Retype, word for word, every line from the one holding "object: shadow on dirt" through the one holding "object: blue baseball cap" in the entries below, both included, and only those lines.

Start of TASK MATERIAL

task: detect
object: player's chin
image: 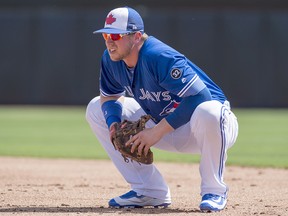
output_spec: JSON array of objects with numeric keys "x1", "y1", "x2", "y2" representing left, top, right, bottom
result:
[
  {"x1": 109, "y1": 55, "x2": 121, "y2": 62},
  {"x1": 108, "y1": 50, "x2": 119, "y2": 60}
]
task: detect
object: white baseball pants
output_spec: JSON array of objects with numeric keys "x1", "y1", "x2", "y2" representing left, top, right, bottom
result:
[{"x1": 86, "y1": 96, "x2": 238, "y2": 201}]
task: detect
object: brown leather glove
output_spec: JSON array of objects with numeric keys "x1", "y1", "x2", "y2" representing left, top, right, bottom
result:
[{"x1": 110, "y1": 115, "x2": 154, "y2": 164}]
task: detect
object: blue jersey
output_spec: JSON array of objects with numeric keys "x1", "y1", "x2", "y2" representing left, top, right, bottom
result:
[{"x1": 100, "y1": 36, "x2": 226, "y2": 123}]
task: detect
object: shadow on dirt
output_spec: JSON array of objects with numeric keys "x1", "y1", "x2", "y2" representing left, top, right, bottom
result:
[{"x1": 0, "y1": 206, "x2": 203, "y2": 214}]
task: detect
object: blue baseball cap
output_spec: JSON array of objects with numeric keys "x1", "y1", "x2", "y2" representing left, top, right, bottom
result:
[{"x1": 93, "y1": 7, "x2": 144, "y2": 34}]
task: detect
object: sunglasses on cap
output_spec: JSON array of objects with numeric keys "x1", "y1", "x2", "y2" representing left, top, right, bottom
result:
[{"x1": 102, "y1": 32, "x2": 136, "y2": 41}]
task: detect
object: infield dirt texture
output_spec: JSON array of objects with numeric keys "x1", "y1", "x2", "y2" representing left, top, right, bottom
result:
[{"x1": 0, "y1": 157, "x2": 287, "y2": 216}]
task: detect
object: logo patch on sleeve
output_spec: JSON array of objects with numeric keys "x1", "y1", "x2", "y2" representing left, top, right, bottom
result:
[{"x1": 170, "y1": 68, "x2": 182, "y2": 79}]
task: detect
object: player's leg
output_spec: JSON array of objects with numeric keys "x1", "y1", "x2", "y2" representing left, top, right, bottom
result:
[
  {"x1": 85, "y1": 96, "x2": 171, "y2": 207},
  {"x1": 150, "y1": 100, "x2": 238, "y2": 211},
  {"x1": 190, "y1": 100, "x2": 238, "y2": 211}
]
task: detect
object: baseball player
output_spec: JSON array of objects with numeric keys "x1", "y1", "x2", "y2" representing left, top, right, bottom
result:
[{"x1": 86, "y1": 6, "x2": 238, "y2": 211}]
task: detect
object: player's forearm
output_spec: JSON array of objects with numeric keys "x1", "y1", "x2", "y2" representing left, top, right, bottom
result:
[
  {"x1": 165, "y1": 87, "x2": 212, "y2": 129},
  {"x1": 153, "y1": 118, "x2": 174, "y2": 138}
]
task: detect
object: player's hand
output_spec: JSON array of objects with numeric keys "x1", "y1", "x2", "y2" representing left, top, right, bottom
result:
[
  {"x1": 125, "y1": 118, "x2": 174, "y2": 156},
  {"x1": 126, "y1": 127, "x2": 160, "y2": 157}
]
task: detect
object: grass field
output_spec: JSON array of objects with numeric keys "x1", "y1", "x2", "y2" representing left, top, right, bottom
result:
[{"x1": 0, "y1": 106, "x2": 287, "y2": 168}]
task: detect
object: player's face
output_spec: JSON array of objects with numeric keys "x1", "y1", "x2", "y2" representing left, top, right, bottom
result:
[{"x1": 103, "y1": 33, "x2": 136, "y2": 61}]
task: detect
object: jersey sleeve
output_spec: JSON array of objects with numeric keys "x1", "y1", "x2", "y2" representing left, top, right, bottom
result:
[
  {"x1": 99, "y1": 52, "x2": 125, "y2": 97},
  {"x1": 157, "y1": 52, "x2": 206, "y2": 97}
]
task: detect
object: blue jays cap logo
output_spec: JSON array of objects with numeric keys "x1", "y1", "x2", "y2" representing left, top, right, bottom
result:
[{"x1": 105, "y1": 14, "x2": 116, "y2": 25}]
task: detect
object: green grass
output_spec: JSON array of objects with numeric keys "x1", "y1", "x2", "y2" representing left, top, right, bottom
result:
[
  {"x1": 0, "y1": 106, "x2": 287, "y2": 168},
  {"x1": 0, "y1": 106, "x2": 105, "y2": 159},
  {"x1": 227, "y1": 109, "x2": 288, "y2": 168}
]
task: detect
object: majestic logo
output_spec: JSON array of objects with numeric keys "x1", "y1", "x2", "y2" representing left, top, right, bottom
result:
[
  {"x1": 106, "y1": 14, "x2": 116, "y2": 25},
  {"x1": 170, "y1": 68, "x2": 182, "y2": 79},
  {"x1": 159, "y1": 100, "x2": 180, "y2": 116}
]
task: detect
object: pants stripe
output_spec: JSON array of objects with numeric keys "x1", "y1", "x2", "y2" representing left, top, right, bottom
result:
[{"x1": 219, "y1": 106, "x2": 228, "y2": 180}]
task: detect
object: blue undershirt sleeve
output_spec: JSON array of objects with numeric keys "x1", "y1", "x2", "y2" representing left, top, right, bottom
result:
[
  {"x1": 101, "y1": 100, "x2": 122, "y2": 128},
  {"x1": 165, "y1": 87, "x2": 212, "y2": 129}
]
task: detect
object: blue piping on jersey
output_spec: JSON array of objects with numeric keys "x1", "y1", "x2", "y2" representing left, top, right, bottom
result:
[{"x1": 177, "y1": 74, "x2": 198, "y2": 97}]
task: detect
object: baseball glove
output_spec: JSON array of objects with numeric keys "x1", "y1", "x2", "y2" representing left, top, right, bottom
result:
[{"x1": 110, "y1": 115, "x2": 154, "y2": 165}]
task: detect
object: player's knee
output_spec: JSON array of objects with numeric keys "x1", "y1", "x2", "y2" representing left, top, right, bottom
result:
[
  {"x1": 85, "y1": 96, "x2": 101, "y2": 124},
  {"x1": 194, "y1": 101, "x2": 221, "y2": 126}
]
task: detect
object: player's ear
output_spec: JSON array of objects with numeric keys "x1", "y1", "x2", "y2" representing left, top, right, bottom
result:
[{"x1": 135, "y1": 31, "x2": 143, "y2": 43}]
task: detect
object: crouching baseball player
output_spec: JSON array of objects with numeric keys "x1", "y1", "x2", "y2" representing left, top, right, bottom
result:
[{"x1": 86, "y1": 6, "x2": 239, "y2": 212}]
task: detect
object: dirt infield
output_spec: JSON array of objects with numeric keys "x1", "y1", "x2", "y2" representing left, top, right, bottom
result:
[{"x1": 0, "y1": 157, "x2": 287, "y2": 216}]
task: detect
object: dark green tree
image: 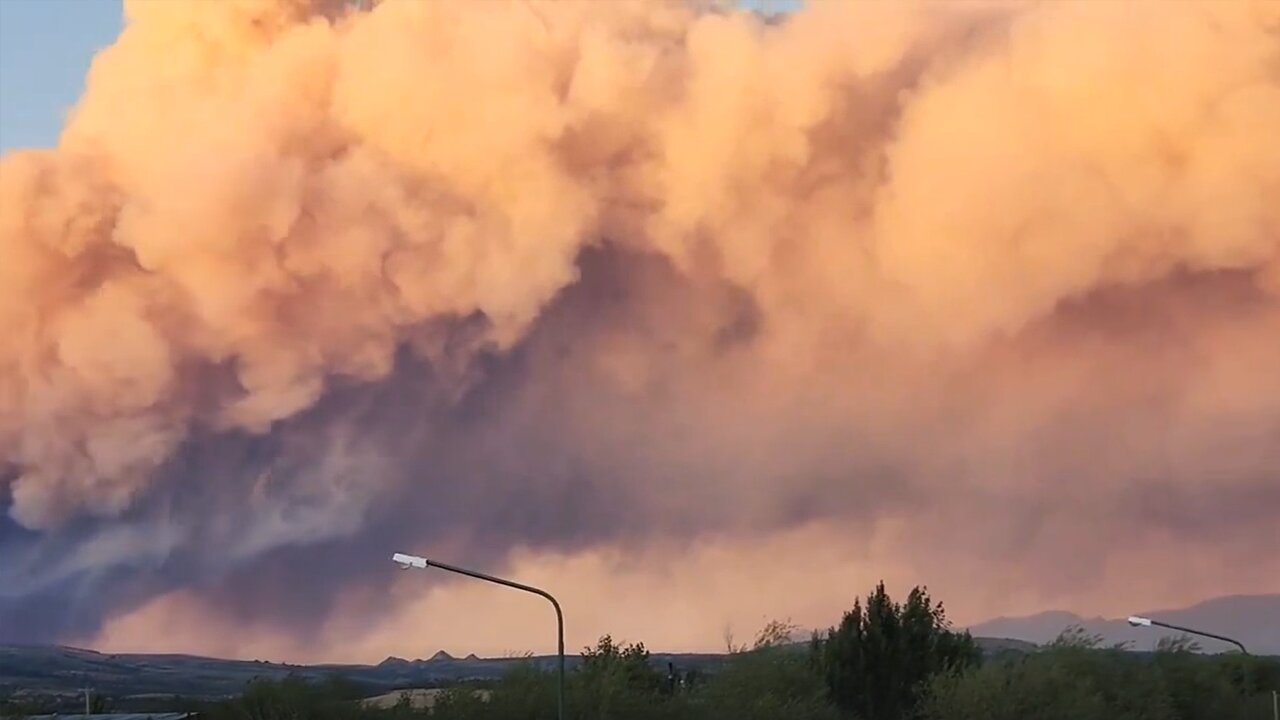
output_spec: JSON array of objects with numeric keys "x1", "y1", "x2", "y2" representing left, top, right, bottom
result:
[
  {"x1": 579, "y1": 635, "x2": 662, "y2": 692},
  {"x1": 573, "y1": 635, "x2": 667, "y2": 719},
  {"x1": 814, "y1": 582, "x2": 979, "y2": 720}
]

End of TASK MATERIAL

ANSWER BOX:
object: shadow on dirt
output_spec: JSON array of objects with numeric keys "x1", "y1", "x2", "y2" representing left, top, right, bottom
result:
[{"x1": 0, "y1": 206, "x2": 203, "y2": 214}]
task: detect
object: blue baseball cap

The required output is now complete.